*** RECORDS SUPPLIED ***
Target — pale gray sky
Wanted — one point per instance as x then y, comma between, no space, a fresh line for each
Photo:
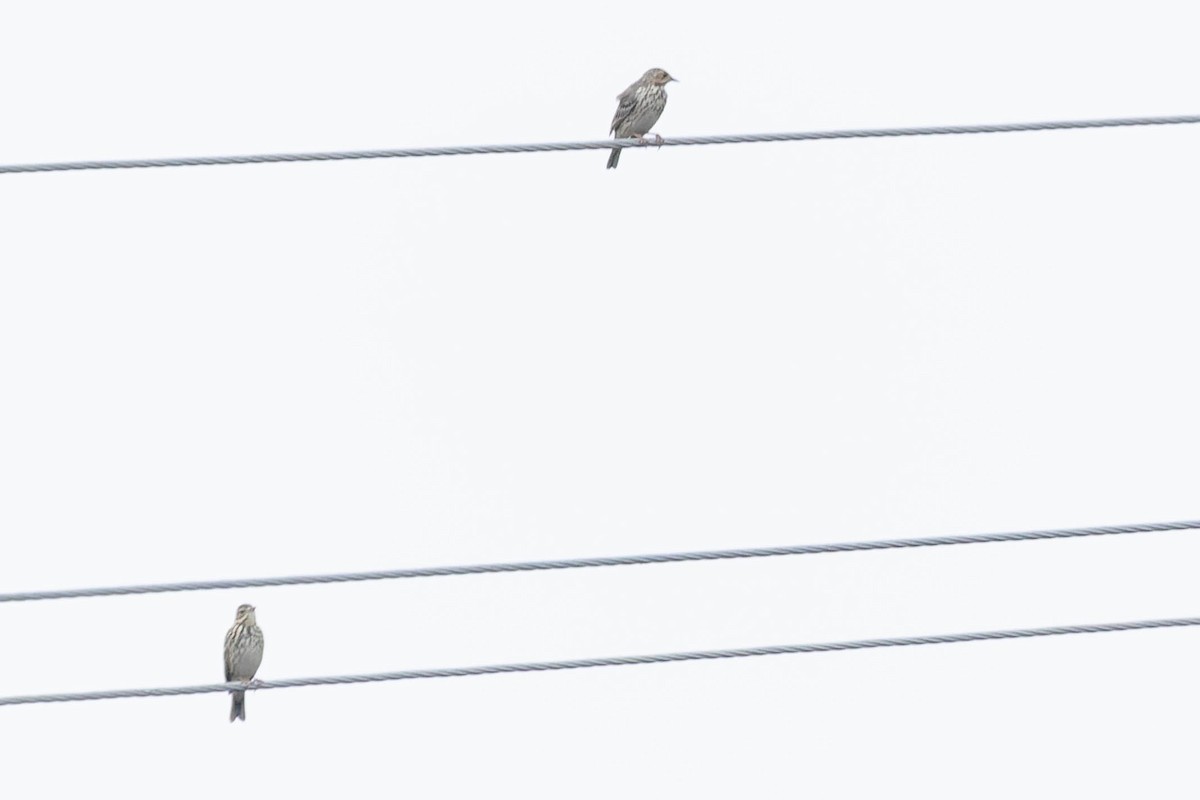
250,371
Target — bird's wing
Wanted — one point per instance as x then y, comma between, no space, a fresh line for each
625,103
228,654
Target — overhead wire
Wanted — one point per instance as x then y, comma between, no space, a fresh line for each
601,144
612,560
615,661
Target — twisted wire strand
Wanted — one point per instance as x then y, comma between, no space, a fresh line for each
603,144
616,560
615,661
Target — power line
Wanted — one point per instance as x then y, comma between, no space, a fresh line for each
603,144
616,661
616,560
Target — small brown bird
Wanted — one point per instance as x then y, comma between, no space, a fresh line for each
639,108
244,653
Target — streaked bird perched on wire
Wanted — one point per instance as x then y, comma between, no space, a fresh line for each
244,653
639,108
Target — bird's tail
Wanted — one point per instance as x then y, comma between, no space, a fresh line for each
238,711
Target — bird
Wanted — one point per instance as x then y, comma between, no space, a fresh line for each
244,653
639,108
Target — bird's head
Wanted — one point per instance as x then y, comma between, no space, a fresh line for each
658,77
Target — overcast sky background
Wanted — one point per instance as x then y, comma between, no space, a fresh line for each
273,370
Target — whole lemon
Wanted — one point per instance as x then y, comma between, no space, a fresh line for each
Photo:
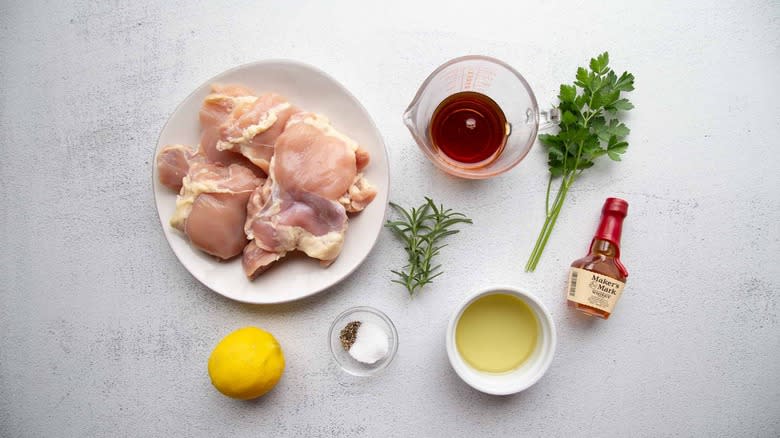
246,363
*** End of RECORDS SUPPLIED ***
■ WHAT THE EXERCISE ASKS
The lines above that include "Target" should each be listed.

■ RESULT
Target — pale gray sky
Target — bird's wing
Target — overhead wire
Target — twisted wire strand
Target — power line
Target — small brown bird
Target — streaked bird perched on wire
Target — bird's tail
Target — bird
Target — bird's head
Target — overcast sky background
Target — whole lemon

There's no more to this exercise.